→ **TASK DESCRIPTION**:
Repeat the stretch of lines from the one containing "Tight-box annotation required for the class black and" through the one containing "[87,255,138,271]", copying them exactly as they appear.
··········
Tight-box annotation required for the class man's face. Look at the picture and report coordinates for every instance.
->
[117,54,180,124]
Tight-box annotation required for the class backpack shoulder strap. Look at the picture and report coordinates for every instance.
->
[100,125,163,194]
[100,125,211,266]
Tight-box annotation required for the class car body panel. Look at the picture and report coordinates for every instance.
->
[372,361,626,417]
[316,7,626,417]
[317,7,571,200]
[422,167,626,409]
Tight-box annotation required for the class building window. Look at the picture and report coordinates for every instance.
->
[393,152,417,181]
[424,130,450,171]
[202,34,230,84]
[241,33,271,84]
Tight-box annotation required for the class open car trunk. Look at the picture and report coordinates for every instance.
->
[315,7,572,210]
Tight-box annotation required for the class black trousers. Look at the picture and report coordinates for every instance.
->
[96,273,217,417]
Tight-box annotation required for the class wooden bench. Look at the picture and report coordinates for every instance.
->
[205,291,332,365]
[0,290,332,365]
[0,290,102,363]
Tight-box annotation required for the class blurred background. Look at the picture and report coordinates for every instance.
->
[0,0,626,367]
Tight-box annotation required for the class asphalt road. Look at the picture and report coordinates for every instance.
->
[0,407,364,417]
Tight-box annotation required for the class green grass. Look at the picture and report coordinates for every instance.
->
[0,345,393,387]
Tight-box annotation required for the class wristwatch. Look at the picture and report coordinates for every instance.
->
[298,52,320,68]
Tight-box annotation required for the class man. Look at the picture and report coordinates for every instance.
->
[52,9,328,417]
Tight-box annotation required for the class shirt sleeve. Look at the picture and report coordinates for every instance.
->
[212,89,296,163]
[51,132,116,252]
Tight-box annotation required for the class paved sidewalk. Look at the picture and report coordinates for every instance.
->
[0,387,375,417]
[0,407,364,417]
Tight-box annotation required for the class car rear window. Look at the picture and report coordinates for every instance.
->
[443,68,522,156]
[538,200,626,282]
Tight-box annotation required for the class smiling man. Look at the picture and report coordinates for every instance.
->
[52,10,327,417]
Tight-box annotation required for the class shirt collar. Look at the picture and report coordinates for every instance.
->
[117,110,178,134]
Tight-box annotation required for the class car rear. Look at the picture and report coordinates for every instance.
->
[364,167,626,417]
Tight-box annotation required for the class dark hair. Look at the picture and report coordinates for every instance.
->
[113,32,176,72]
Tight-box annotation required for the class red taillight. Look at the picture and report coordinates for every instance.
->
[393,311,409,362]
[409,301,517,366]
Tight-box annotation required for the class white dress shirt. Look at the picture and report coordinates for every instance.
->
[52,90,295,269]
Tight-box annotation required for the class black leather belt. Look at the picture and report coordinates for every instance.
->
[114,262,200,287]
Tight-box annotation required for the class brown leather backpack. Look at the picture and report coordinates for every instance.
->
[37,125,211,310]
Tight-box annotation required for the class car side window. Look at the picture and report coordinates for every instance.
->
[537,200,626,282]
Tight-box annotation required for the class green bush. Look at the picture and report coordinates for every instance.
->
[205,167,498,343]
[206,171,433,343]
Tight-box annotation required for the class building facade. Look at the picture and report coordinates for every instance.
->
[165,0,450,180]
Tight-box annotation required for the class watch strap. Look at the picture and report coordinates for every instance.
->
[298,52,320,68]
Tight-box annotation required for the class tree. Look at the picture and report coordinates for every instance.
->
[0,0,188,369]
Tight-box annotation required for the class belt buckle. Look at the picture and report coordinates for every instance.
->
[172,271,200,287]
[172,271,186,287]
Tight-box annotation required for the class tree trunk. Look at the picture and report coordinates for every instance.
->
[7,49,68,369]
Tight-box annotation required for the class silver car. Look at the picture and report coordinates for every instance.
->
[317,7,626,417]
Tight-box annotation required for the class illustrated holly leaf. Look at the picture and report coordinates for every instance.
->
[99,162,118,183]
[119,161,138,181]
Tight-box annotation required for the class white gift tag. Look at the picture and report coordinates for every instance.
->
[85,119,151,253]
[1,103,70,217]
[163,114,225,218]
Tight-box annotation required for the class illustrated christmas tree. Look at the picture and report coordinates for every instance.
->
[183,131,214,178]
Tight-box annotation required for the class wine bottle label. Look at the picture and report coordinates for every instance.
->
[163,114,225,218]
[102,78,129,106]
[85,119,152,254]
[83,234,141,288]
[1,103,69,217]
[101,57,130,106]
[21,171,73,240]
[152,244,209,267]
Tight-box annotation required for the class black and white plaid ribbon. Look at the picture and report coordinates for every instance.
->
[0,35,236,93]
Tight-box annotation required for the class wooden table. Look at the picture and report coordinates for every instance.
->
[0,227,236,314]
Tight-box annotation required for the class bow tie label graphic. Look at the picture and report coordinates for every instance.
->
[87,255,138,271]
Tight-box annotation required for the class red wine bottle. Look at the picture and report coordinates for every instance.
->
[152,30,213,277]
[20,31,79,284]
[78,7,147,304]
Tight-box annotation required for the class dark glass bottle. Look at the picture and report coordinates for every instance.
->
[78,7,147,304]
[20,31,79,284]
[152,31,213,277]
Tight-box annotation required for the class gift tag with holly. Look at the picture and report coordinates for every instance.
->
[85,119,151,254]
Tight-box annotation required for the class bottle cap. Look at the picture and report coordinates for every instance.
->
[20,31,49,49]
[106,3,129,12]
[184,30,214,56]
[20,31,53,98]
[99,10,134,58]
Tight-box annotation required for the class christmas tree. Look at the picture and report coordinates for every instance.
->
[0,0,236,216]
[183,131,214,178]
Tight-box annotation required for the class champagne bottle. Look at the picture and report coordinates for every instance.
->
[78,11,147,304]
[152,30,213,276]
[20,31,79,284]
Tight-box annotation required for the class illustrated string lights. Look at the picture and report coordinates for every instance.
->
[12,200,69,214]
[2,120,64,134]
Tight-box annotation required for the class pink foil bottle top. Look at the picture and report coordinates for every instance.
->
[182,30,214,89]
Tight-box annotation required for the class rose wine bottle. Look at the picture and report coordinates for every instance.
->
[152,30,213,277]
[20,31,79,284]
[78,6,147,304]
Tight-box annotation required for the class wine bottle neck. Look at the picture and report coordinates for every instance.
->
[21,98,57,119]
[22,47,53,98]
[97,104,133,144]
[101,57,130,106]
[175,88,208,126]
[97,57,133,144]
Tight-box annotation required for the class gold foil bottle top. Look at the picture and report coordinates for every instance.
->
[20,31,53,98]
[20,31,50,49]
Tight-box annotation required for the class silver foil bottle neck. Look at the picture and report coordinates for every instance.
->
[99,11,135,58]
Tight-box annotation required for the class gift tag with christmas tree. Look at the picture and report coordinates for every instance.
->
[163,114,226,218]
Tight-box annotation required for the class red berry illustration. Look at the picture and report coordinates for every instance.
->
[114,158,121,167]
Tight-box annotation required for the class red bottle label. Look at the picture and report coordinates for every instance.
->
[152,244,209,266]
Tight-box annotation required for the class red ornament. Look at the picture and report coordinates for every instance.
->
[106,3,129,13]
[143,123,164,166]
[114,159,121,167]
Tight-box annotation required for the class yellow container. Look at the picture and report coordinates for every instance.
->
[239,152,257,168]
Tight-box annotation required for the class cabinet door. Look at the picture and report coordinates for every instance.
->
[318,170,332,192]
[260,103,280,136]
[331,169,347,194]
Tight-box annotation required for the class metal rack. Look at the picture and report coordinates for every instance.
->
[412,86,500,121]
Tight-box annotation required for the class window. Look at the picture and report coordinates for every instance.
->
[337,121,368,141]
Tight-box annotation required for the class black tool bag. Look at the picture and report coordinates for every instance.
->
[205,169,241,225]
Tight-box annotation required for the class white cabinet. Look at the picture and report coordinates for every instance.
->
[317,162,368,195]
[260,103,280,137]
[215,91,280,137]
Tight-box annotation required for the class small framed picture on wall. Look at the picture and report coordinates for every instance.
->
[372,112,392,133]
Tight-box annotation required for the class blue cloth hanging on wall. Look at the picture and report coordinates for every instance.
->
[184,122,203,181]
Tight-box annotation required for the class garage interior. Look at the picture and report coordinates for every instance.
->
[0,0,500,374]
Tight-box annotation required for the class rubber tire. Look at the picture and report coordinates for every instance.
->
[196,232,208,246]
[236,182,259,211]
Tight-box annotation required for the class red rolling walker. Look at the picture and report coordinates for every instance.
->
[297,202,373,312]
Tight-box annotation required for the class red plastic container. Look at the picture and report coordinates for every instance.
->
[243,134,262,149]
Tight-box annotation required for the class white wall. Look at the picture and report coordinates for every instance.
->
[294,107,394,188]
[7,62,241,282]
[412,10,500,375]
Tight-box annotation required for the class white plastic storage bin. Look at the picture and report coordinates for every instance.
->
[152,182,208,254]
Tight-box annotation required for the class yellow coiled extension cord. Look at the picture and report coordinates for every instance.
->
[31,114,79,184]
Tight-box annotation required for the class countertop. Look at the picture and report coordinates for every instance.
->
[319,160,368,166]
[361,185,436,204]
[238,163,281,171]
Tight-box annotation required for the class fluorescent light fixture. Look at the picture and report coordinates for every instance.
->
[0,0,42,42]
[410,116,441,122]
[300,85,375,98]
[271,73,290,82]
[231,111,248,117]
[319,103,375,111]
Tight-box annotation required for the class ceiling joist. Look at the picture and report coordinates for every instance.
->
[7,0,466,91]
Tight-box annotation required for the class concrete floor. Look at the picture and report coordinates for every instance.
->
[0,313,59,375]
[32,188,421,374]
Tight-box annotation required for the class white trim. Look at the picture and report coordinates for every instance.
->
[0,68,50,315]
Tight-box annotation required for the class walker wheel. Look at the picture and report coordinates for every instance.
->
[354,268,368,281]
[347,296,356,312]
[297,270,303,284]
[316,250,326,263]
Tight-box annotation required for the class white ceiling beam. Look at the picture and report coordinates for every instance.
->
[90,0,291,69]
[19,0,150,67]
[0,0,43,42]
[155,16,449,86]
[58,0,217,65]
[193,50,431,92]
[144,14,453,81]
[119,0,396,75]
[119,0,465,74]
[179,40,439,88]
··········
→ **WRITTEN RESPONSE**:
Tight-box annotation required for the class black and white plaid ribbon. Look at the picture and report coordinates for every instance.
->
[0,35,236,93]
Tight-box annotation required for the class wooden table. Look at the picture and report coordinates for every instance.
->
[0,227,236,314]
Tight-box annotation required for the class bow tie label graphic. Look at the picture and report coordinates for every instance.
->
[87,255,138,271]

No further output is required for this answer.